[Start of section]
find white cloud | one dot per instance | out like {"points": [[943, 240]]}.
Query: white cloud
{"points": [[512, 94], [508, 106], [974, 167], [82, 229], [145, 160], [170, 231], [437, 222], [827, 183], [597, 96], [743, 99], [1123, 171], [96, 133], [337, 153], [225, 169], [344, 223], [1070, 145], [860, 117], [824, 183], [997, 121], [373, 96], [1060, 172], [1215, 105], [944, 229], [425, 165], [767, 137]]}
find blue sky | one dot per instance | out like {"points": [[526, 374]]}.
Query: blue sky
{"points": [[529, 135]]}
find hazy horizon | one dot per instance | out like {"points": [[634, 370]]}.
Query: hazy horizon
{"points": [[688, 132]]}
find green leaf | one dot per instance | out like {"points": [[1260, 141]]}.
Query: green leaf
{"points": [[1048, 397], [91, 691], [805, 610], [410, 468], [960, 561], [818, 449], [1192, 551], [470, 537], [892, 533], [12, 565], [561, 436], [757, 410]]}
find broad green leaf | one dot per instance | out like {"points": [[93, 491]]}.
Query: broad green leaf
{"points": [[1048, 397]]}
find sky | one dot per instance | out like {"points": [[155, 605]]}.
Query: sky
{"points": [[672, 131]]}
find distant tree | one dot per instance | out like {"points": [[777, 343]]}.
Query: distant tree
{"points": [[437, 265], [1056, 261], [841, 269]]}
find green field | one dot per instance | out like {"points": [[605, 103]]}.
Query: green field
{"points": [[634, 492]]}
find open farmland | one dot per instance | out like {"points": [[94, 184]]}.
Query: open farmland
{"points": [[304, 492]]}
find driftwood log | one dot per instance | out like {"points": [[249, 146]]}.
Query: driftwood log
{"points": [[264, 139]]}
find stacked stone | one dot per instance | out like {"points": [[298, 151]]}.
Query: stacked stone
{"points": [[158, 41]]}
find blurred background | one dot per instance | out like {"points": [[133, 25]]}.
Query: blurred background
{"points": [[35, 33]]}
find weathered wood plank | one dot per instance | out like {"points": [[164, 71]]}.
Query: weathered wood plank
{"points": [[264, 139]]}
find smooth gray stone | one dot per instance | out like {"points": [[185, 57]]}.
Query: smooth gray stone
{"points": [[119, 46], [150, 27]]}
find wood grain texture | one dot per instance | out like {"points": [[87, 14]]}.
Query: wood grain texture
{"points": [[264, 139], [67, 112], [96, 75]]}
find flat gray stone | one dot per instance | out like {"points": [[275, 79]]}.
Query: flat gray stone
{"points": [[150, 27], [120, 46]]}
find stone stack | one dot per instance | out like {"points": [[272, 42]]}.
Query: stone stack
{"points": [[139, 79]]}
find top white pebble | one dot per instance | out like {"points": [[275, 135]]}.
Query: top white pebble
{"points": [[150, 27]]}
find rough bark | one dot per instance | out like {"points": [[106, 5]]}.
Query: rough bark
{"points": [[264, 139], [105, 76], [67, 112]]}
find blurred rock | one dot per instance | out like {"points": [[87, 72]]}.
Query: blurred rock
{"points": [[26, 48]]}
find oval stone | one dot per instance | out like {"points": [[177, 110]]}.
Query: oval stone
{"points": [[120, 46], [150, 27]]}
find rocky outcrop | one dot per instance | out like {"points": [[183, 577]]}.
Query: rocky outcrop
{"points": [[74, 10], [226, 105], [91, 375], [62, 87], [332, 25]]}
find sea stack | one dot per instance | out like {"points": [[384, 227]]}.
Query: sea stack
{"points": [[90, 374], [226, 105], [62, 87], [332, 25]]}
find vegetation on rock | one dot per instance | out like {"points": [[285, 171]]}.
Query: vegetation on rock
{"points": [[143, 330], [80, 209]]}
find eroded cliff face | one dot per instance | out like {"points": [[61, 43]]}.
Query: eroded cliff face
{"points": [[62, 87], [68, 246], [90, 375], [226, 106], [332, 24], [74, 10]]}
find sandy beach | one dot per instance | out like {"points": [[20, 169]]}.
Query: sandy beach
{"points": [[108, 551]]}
[End of section]
## Activity
Output the full listing above word for word.

## Answer section
find white cloud | one dot per instance | out like {"points": [[943, 240]]}.
Query: white cloud
{"points": [[512, 94], [508, 106], [974, 167], [82, 229], [145, 160], [170, 231], [437, 222], [827, 183], [597, 96], [743, 99], [1123, 171], [96, 133], [337, 153], [225, 169], [344, 223], [1070, 145], [860, 117], [824, 183], [997, 121], [373, 96], [1060, 172], [1215, 105], [944, 229], [425, 165], [767, 137]]}
find blue sky | one dot per instance | out like {"points": [[526, 374]]}.
Query: blue sky
{"points": [[529, 135]]}
find hazy horizon | one dot per instance | out like {"points": [[634, 370]]}.
Query: hazy horizon
{"points": [[688, 132]]}
find green leaf | one dot per instance | out like {"points": [[1260, 141]]}.
Query: green leaf
{"points": [[1048, 397], [91, 691], [805, 610], [410, 468], [960, 561], [818, 449], [1192, 551], [470, 537], [892, 533], [12, 565], [561, 436], [757, 410]]}
find broad green leaf | one dot per instance | out like {"points": [[93, 491]]}.
Query: broad green leaf
{"points": [[1048, 397]]}
find sky | one dot per instance | out like {"points": [[155, 605]]}.
Query: sky
{"points": [[672, 131]]}
find distant tree | one dot per instance | out like {"points": [[777, 343]]}.
Query: distant tree
{"points": [[437, 265], [1056, 261], [841, 269]]}
find green field | one dot per instance | out like {"points": [[605, 103]]}.
Query: green field
{"points": [[634, 492]]}
find open farmland | one dot per instance | out like {"points": [[94, 184]]}.
Query: open farmland
{"points": [[304, 492]]}
find driftwood log | one dot per instance | out like {"points": [[249, 146]]}.
Query: driftwood log
{"points": [[264, 139]]}
find stacked stone | one dot per instance | out like {"points": [[298, 151]]}.
Query: stacked stone
{"points": [[158, 41]]}
find blurred background | one dot per instance | out like {"points": [[133, 25]]}.
Query: blurred background
{"points": [[35, 33]]}
find weathered wood plank | one dot per instance | out like {"points": [[164, 71]]}.
Query: weathered wood plank
{"points": [[264, 139]]}
find smooth gray stone | one dot per instance | out like {"points": [[185, 57]]}.
Query: smooth gray stone
{"points": [[119, 46], [150, 27]]}
find wood grain texture | one dot per instance | out like {"points": [[87, 14]]}.
Query: wood grain texture
{"points": [[264, 139], [67, 112], [96, 75]]}
find flat gray stone | one dot per instance | out like {"points": [[275, 79]]}.
Query: flat gray stone
{"points": [[150, 27], [120, 46]]}
find stone stack | one dot per instance | out like {"points": [[272, 42]]}.
Query: stone stack
{"points": [[139, 79]]}
find top white pebble | one dot per instance | out like {"points": [[275, 135]]}.
Query: top white pebble
{"points": [[150, 27]]}
find rough bark | one dot per instance | out like {"points": [[106, 5]]}.
Query: rough bark
{"points": [[264, 139], [105, 76], [67, 112]]}
find blurred rock | one dot per instance | out like {"points": [[87, 72]]}.
Query: blurred rock
{"points": [[26, 48]]}
find oval stone | one dot per instance | out like {"points": [[177, 110]]}.
Query: oval stone
{"points": [[120, 46], [150, 27]]}
find rocky outcrop | one dot per instance | out like {"points": [[183, 577]]}.
Query: rocky outcrop
{"points": [[74, 10], [226, 105], [91, 375], [62, 87], [332, 25]]}
find sea stack | one dot per instance | out like {"points": [[384, 227]]}.
Query: sea stack
{"points": [[90, 374], [226, 105], [62, 87], [332, 25]]}
find vegetation on rock | one dot per instance | out like {"points": [[285, 171]]}.
Query: vegetation on rock
{"points": [[143, 330], [80, 209]]}
find eroded cliff face | one dot per instance | out like {"points": [[61, 43]]}.
Query: eroded cliff face
{"points": [[62, 87], [68, 246], [90, 375], [226, 106], [332, 24], [74, 10]]}
find sandy beach | one dot per instance | out like {"points": [[20, 169]]}.
Query: sandy beach
{"points": [[108, 551]]}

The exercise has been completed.